**Supplied passage**
↓↓↓

Two different diversion techniques were employed. First, commodities were purchased outside of the Midwest, at costs higher than lowest landed cost, putting the commodities in a position for United States-flag transport at ports other than Great Lakes ports. Second, commodities purchased in the Midwest were shipped by rail to ports frequented by United States-flag vessels.
Plaintiffs commenced this action on October 28, 1985, seeking declaratory judgment and injunctive relief against the government defendants’ allegedly unlawful and unconstitutional interpretation and application of the Cargo Preference Act. Plaintiffs also alleged that the government defendants failed to follow their own regulations, rules and policies governing the Act’s application to Title II. In a Decision and Order dated April 30, 1986, (reprinted at 634 F.Supp. 760), the Court dismissed plaintiffs’ action for lack of standing.
Plaintiffs appealed. On February 25, 1987, while the case was under consideration by the United States Court of Appeals for the Seventh Circuit, the CCC promulgated new regulations for the operation of the Title II program.
Under these regulations, the CCC will continue to award shipping contracts using the lowest landed cost method. However, the CCC will now divide the bidding process into two steps. In the first step, the CCC will calculate the lowest landed cost using only higher-priced United States-flag ship rates for the portion of its commodities that it believes is necessary to meet its obligations under the Cargo Preference Act on a nationwide basis. See 52 Fed.Reg. 5726 (Feb. 25, 1987) (amending 7 C.F.R. section 1496.5(a)). In the second step, foreign-flag ships will be able to compete with United States-flag ships for the remaining cargo. Because no United States-flag ships serve the Great Lakes region, no cargo will be assigned to the Great Lakes ports in the first stage of the process. As a result, there will be no future diversions of Title II cargo which would otherwise go to the Great Lakes ports.3
In City of Milwaukee v. Block, 823 F.2d 1158 (1987), the United States Court of Appeals for the Seventh Circuit reversed the dismissal and remanded the case for further proceedings. The appellate court ruled (1) that plaintiffs’ claim that the government defendants failed to comply with the previous CCC regulations was moot in light of the new CCC regulations; (2) the statutory and constitutional challenges to the application of the Availability Clause of the Cargo Preference Act were not moot in light of the new regulations; and (3) based on the recent Supreme Court case of Clarke v. Securities Industry Association, 479 U.S. 388, 107 S.Ct. 750, 93 L.Ed.2d 757 (1987), plaintiffs had standing to bring their statutory and constitutional challenges.
In determining that the case was not moot in all respects, the appellate court held as follows:
We also conclude, however, that plaintiffs’ claim that the defendants have misinterpreted the Cargo Preference Act, and their claim that the defendants’ interpretation of the Act is unconstitutional, are not moot. The maritime defendants correctly observe that the plaintiffs have framed much of their complaint in terms of the CCC’s diversions of cargo. However, the plaintiffs’ complaint is not limited to this issue. The central issue in this dispute is the interpretation of the Cargo Preference Act. The defendants believe that the minimum United States-flag vessel percentage mandated by the Act must be achieved on a nationwide basis. The plaintiffs argue that this view violates both the Act and the Constitution. They contend that, under the Availability Clause, the Cargo Preference Act minimum does not apply at any port that is not served by United States-flag vessels.

↑↑↑

Dataset excerpts on object pointing:
↓↓↓

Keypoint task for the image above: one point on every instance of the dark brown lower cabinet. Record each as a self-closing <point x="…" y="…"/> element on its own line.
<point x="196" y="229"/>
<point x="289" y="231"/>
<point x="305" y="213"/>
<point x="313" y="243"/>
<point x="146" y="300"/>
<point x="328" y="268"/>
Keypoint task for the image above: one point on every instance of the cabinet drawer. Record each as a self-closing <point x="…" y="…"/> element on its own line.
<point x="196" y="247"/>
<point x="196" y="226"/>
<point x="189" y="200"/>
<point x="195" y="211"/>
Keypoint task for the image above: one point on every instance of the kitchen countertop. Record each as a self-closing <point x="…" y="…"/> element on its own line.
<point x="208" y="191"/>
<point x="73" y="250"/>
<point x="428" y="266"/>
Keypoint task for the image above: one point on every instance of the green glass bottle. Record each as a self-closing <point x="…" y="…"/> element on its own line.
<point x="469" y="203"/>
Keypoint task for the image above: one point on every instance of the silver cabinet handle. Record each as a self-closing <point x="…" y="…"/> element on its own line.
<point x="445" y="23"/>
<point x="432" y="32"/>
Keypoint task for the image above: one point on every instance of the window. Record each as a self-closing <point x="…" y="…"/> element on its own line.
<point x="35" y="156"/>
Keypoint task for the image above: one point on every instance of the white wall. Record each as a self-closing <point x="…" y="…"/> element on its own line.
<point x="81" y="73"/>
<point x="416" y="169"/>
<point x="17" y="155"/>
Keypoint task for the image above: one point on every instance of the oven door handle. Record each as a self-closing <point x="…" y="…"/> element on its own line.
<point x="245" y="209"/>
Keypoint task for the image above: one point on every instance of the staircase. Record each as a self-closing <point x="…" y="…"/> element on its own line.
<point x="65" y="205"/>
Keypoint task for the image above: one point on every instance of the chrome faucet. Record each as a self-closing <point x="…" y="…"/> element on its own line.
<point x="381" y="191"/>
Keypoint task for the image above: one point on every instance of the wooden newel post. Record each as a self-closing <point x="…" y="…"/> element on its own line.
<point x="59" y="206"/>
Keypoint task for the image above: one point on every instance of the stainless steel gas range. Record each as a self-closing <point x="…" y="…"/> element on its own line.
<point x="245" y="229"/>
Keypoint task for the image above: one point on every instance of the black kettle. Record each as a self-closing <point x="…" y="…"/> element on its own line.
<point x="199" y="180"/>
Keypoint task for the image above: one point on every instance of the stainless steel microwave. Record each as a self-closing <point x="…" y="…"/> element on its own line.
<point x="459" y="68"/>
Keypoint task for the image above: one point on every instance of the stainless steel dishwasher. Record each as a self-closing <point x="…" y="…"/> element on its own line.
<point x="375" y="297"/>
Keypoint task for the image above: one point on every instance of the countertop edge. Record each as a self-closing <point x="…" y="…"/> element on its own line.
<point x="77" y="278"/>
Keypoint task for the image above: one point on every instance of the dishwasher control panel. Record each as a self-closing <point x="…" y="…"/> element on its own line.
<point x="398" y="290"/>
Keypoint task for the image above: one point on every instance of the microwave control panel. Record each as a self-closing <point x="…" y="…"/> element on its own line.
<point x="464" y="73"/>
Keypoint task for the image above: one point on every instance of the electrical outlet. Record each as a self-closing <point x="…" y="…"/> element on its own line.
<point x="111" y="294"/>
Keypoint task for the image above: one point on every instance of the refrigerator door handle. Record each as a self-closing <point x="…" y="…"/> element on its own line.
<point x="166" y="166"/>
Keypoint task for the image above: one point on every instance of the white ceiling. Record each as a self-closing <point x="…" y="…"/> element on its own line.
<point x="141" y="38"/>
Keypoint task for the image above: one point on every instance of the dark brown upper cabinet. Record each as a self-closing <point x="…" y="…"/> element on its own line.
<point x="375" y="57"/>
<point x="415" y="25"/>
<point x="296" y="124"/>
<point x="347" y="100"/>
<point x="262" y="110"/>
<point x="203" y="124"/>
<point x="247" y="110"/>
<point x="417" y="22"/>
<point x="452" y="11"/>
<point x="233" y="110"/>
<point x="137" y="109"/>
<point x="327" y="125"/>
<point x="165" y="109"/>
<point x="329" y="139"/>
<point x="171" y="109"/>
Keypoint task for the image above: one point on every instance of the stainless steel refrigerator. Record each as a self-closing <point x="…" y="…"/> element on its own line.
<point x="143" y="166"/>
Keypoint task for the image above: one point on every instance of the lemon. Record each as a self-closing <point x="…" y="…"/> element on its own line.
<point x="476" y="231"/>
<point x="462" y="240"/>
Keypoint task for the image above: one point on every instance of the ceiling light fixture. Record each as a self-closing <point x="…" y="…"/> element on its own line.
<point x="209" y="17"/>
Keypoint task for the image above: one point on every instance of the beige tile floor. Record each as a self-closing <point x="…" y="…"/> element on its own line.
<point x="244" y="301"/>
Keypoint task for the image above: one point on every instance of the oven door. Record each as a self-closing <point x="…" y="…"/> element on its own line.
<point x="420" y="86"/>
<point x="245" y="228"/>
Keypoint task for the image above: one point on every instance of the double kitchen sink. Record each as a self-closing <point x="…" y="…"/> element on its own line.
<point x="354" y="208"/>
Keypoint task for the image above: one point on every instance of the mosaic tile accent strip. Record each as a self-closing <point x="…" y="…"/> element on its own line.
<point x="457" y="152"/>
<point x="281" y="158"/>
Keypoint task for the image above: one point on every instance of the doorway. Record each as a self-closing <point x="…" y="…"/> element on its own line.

↑↑↑

**What this exercise asks**
• A. According to the Cargo Preference Act passage, on what date did the CCC promulgate new regulations for the Title II program?
• B. Rewrite everything in the Cargo Preference Act passage from "Plaintiffs commenced this" down to "Title II program.", putting "federal defendants" in place of "government defendants".
• C. Write the next part of the Cargo Preference Act passage, picking up after its final sentence.
This material stands apart from the Cargo Preference Act passage.

**Written responses**
• A. February 25, 1987.

• B.
Plaintiffs commenced this action on October 28, 1985, seeking declaratory judgment and injunctive relief against the federal defendants’ allegedly unlawful and unconstitutional interpretation and application of the Cargo Preference Act. Plaintiffs also alleged that the federal defendants failed to follow their own regulations, rules and policies governing the Act’s application to Title II. In a Decision and Order dated April 30, 1986, (reprinted at 634 F.Supp. 760), the Court dismissed plaintiffs’ action for lack of standing.
Plaintiffs appealed. On February 25, 1987, while the case was under consideration by the United States Court of Appeals for the Seventh Circuit, the CCC promulgated new regulations for the operation of the Title II program.

• C.
The new CCC regulations have not altered the defendants’ interpretation of the Cargo Preference Act. On the contrary, the first step of the new regulations requires the CCC to allocate a sufficient amount of cargo to United States-flag vessels to meet the Cargo Preference Act minimum on a nationwide basis. The result is that the CCC continues to ship less cargo through the Great Lakes*484 ports than it would if it had adopted the plaintiffs’ interpretation of the Act.
After remand, the Court held a status conference at which the parties agreed to file summary briefs on the issues left open by the appellate court. That briefing has since been completed.
ISSUES PRESENTED
The issues presented to this Court by the Seventh Circuit remand are: (1) whether the application of the Availability Clause on a nationwide basis for Title II purposes violates the Cargo Preference Act; and (2) whether that application violates the Port Preference Clause of the United States Constitution.
DISCUSSION
I. Interpretation of the Cargo Preference Act
A. Positions of the Parties
1. Plaintiffs
Plaintiffs contend that the Availability Clause of the Port Preference Act exempts the Great Lakes from the mandated percentages by virtue of the fact that no United States-flag ships serve the Great Lakes. In their brief after remand, plaintiffs support this construction from three perspectives: (a) the Seventh Circuit decision reversing this Court’s ruling on standing; (b) the legislative history of the Cargo Preference Act; and (c) the administrative history of the Act.
Under the first point, the plaintiffs cite to the following language of the Seventh Circuit decision:
The legislative history of the Cargo Preference Act makes clear that Congress’ primary concern was to protect the American merchant marine. However, the legislative history also indicates that, in enacting the Cargo Preference Act, Congress shared the plaintiffs’ concern about the effect of the legislation in situations in which no United States-flag ships are available. See, e.g., S.Rep. No. 1584, 83 Cong. 2d Sess. 2 (1954); Waterborne Cargoes in United States Flag Vessels: Hearings on S.3233 Before the House Comm. on Merchant Marine and Fisheries, 83 Cong., 2d Sess. at 14 (1954) (remarks of Rep. Ray); id. at 94 (statement of Acting Chairman Tollefson); id. at 122-123 (remarks of Rep. Allen). Moreover, Congress specifically demonstrated its concern regarding the effect of the Cargo Preference Act on the Great Lakes Program when it enacted the 1985 amendments. See, e.g., 131*485 Cong.Rec. H12523 (daily ed. Dec. 18, 1985) (remarks of Rep. Oberstar).
823 F.2d 1167.
Under the second point, plaintiffs point to numerous passages in the legislative history of the Act that they contend support the interpretation that the Act does not apply to instances, i.e. specific ports, where United States-flag ships are not available. See Plaintiffs’ Brief in Support of Their Motion for Summary Judgment, at pages 118-144 (incorporated into Plaintiff’s Summary Brief Upon Remand to the District Court, at 5, n. 4).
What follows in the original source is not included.